Prompt 1: Print the records that follow the text below word for word, leaving out the pictures.
-- start Selected extract --
# Document Similarity & Topic Modelling

## Part 1 - Document Similarity

For the first part of this project, I wrote the functions `doc_to_synsets` and `similarity_score` which were used by `document_path_similarity` to find the path similarity between two documents.

The following functions I did not write but are used in this project:
* **`convert_tag:`** converts the tag given by `nltk.pos_tag` to a tag used by `wordnet.synsets`. 
* **`document_path_similarity:`** computes the symmetrical path similarity between two documents by finding the synsets in each document using `doc_to_synsets`, then computing similarities using `similarity_score`.

These functions I did create for this project:
* **`doc_to_synsets:`** returns a list of synsets in document. This function first tokenizes and then tags a part of speech in the document using `nltk.word_tokenize` and `nltk.pos_tag`. Then it finds each tokens corresponding synset using `wn.synsets(token, wordnet_tag)`. The first synset match is used. If there is no match, that token is skipped.
* **`similarity_score:`** returns the normalized similarity score of a list of synsets (s1) onto a second list of synsets (s2). For each synset in s1, it finds the synset in s2 with the largest similarity value. All of the largest similarity values are summed together and normalized by dividing by the number of largest similarity values found. Missing values are ignored.

In [64]:
%%capture
import numpy as np
import nltk
nltk.download('punkt')
from nltk.corpus import wordnet as wn
import pandas as pd
nltk.data.path.append("assets/")

def convert_tag(tag):
    """Convert the tag given by nltk.pos_tag to the tag used by wordnet.synsets"""
    
    tag_dict = {'N': 'n', 'J': 'a', 'R': 'r', 'V': 'v'}
    try:
        return tag_dict[tag[0]]
    except KeyError:
        return None

In [65]:
nltk.download('averaged_perceptron_tagger')
nltk.download('wordnet')
nltk.download('omw-1.4')
def doc_to_synsets(doc):
    """
    Returns a list of synsets in document.

    Tokenizes and tags the words in the document doc.
    Then finds the first synset for each word/tag combination.
    If a synset is not found for that combination it is skipped.

    Args:
        doc: string to be converted

    Returns:
        list of synsets

    Example:
        doc_to_synsets('Fish are friends.')
        Out: [Synset('fish.n.01'), Synset('be.v.01'), Synset('friend.n.01')]
    """

    tokens = nltk.word_tokenize(doc)
    pos = nltk.pos_tag(tokens)
    tag = [tag[1] for tag in pos]
    wntag = [convert_tag(tags) for tags in tag]
    wnpos = list(zip(tokens,wntag))
    synset_list = []
    for word,tag in wnpos:
            synset_list.append(wn.synsets(word,tag))
    final = [val[0] for val in synset_list if len(val) > 0] 
    # final = synset_list
    return final



def similarity_score(s1, s2):
    """
    returns the normalized similarity score of a list of synsets (s1) onto a second list of synsets (s2).
-- end Selected extract --
-- start Recorded data --
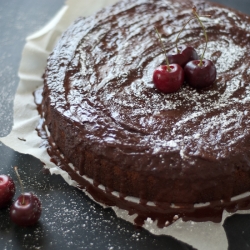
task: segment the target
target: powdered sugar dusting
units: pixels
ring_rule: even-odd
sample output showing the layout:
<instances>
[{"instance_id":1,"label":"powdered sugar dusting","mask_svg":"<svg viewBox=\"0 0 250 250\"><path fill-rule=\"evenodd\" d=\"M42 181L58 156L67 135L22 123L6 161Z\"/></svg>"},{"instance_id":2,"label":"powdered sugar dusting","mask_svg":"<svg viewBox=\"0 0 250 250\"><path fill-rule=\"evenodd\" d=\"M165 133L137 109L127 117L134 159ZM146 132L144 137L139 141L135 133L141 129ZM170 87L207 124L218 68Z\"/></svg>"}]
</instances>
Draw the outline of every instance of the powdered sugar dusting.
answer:
<instances>
[{"instance_id":1,"label":"powdered sugar dusting","mask_svg":"<svg viewBox=\"0 0 250 250\"><path fill-rule=\"evenodd\" d=\"M90 129L87 137L109 145L129 148L136 141L140 150L154 155L166 149L179 152L190 164L193 156L226 157L248 133L243 129L249 126L250 65L248 59L243 60L248 58L248 22L227 9L209 6L213 18L203 18L209 37L205 58L216 65L216 82L200 91L184 84L179 92L164 95L152 82L154 69L165 60L154 26L170 51L181 24L190 17L188 10L179 2L178 6L145 0L127 4L135 12L120 11L118 5L113 13L103 11L101 20L98 16L84 20L86 30L83 25L76 28L74 32L83 38L74 48L64 83L70 110L64 110L57 99L52 98L52 103L65 116L84 123ZM147 8L152 12L145 12ZM110 14L117 13L112 19ZM201 55L202 30L195 22L190 26L183 37ZM51 88L62 91L58 85Z\"/></svg>"}]
</instances>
-- end Recorded data --
Prompt 2: Output the document similarity text verbatim from "nltk.download('omw-1.4')" to "each word/tag combination.".

Expected answer 1:
task: segment the target
target: powdered sugar dusting
units: pixels
ring_rule: even-odd
sample output showing the layout:
<instances>
[{"instance_id":1,"label":"powdered sugar dusting","mask_svg":"<svg viewBox=\"0 0 250 250\"><path fill-rule=\"evenodd\" d=\"M42 181L58 156L67 135L22 123L6 161Z\"/></svg>"},{"instance_id":2,"label":"powdered sugar dusting","mask_svg":"<svg viewBox=\"0 0 250 250\"><path fill-rule=\"evenodd\" d=\"M165 133L137 109L127 117L134 159ZM146 132L144 137L139 141L135 133L141 129ZM170 87L207 124L218 68Z\"/></svg>"}]
</instances>
Draw the outline of every instance of the powdered sugar dusting.
answer:
<instances>
[{"instance_id":1,"label":"powdered sugar dusting","mask_svg":"<svg viewBox=\"0 0 250 250\"><path fill-rule=\"evenodd\" d=\"M90 129L87 137L109 145L129 148L136 141L140 150L154 155L166 149L179 152L190 164L193 156L226 157L248 133L243 129L249 126L250 65L248 59L243 60L248 58L248 22L227 9L209 6L213 18L203 18L209 37L205 58L216 65L216 82L200 91L184 84L179 92L164 95L152 82L154 69L165 60L154 26L170 51L181 24L190 17L188 10L179 2L178 6L145 0L127 4L135 12L120 11L118 5L113 13L103 11L101 20L98 16L84 20L86 30L83 25L76 28L74 32L83 38L74 48L64 83L70 110L64 110L57 99L52 98L52 103L65 116L84 123ZM147 8L152 12L145 12ZM110 14L117 13L112 19ZM201 55L202 30L195 22L190 26L183 37ZM51 88L62 91L58 85Z\"/></svg>"}]
</instances>

Expected answer 2:
nltk.download('omw-1.4')
def doc_to_synsets(doc):
    """
    Returns a list of synsets in document.

    Tokenizes and tags the words in the document doc.
    Then finds the first synset for each word/tag combination.